● DOCUMENT PASSAGE:
BEGIN
Bill targets state officials who ask staffers to do nongovernment work
A new legislative proposal would ban legislators and other state officials from asking their staffers to work on nongovernmental tasks for which the official is compensated, according to the bill co-sponsor Sen. Todd Kaminsky.
The bill would prohibit a legislator or other state official from asking their state-paid staff to do even brief or temporary nongovernment tasks, such as editing legal briefs, helping their retail store or other duties, said bill co-sponsor Assemb. Monica Wallace (D-Lancaster).
The term in Albany is "volun-told," Kaminsky said.
"When a boss tells a subordinate, ‘Can you help me with something?’ there’s coercion implicit in that relationship," Kaminsky (D-Long Beach) said. "We wanted the law to reflect the real power dynamics that result and subordinates should not be put in the position of saying ‘no.’ "
Under state law, legislators are considered part time and many have law practices, retail stores and consultant firms. Statewide elected officials and top administrators are full time, but can seek permission from the Joint Commission on Public Ethics to write books or participate in other activities outside their government jobs.
The bill was prompted in part by former Gov. Andrew M. Cuomo’s $5.1 million deal to write a memoir in 2020 on his leadership during the pandemic. He used state staff to help prepare and edit the book, according to reports by the state attorney general and Assembly Judiciary Committee.
END
● DATA LISTING:
BEGIN
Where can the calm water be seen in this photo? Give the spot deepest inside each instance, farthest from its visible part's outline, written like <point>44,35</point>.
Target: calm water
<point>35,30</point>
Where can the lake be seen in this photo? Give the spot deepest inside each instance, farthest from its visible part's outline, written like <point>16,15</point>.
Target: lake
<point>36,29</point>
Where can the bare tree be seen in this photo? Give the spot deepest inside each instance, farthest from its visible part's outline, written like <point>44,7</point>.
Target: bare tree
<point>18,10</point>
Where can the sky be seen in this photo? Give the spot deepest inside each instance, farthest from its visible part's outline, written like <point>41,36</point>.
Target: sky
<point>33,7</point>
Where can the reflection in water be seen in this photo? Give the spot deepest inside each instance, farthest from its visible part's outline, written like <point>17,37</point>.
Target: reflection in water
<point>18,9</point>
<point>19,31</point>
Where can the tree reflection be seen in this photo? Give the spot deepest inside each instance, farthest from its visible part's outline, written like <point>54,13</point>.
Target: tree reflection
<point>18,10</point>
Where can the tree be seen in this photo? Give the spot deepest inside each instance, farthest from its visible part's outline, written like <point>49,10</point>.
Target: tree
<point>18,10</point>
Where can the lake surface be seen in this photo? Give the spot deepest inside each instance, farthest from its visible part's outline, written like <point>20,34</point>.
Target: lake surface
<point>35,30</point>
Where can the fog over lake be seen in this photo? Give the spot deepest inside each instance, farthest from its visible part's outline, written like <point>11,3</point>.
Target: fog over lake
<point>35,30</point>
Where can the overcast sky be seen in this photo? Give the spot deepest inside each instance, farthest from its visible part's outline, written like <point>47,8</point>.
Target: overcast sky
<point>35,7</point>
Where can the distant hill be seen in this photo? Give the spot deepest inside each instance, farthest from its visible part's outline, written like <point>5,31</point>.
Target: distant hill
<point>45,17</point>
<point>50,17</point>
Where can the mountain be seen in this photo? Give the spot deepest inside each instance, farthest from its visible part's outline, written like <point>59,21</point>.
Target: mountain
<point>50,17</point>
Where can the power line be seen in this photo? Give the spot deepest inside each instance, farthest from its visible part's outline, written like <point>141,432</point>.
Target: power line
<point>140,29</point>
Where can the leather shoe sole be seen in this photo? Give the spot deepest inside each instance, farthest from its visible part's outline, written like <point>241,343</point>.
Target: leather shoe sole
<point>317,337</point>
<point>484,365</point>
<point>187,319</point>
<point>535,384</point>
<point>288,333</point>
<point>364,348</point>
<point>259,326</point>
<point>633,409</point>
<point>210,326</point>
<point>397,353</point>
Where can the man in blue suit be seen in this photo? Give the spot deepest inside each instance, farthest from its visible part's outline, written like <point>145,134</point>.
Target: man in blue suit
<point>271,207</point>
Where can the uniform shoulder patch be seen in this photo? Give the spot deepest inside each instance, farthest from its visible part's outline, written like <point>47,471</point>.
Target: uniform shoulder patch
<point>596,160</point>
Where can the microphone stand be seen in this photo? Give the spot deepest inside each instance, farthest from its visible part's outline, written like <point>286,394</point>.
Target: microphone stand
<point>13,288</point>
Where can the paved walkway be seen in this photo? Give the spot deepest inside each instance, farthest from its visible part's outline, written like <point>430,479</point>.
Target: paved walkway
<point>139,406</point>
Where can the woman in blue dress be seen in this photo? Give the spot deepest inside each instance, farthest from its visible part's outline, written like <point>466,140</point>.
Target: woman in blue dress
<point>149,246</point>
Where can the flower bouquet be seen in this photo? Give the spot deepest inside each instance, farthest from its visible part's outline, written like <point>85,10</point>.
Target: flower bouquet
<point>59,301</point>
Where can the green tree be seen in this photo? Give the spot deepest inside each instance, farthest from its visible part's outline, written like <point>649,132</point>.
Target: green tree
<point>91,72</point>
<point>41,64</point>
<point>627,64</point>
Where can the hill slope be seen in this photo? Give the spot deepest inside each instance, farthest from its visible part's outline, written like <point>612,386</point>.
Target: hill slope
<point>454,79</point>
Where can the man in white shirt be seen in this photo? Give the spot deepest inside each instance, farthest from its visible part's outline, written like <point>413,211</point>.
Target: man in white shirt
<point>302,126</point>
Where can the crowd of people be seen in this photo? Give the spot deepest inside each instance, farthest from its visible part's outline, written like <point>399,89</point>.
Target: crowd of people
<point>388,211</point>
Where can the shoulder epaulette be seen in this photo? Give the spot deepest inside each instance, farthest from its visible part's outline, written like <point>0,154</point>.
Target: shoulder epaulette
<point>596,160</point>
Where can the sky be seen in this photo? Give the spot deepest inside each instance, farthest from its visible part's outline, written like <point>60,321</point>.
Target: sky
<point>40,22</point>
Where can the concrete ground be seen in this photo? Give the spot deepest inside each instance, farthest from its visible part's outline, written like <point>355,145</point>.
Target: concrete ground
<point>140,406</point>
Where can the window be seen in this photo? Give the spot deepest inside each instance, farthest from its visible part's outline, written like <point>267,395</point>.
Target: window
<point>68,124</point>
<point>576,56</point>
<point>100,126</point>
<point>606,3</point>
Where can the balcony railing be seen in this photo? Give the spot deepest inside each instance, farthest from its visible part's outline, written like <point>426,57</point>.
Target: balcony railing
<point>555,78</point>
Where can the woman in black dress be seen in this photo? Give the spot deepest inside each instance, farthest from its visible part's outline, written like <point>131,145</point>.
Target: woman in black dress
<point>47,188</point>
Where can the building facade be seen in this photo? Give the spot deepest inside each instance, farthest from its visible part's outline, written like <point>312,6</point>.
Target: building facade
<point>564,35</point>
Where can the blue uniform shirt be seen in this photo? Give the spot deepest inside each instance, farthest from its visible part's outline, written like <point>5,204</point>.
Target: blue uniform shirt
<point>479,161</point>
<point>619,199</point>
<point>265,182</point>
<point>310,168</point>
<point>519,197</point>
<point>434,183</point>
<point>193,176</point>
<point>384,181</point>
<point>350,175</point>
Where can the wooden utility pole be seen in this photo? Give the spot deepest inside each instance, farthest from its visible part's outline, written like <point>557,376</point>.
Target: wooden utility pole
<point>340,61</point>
END
● STUDY QUESTIONS:
1. For the news article about the bill on state staffers, say whether each statement agrees with the text, answering yes or no with the deciding words quoted: (a) The bill would still let officials ask staff for brief or temporary nongovernment tasks. (b) Under state law, legislators are considered part time. (c) Cuomo's memoir deal was worth $5.1 million.
2. Write the next part of the news article about the bill on state staffers, starting after its final sentence.

● EXPECTED RESULTS:
1.
(a) No: "prohibit a legislator or other state official from asking their state-paid staff to do even brief or temporary nongovernment tasks"
(b) Yes: "Under state law, legislators are considered part time"
(c) Yes: "$5.1 million deal to write a memoir in 2020"

2.
Former Cuomo officials said they did the work on their own time. But investigators for the attorney general’s office concluded in an Aug. 3 report that "junior members of the Executive Chamber worked on the book and that work was not voluntary … (and) certain senior members of the former Governor’s Executive Chamber and other senior New York State officials worked extensively on the book."
The bill would amend state Public Officers Law by prohibiting elected officials and state government supervisors "from using their authority to compel a subordinate" to use state-paid time on duties to support their boss’s private business or for other nongovernmental purposes.
Under Public Officers Law, a violation could result in a fine, suspension or removal from office. A civil penalty could be as much as $10,000 plus the value of the benefit received from a subordinate.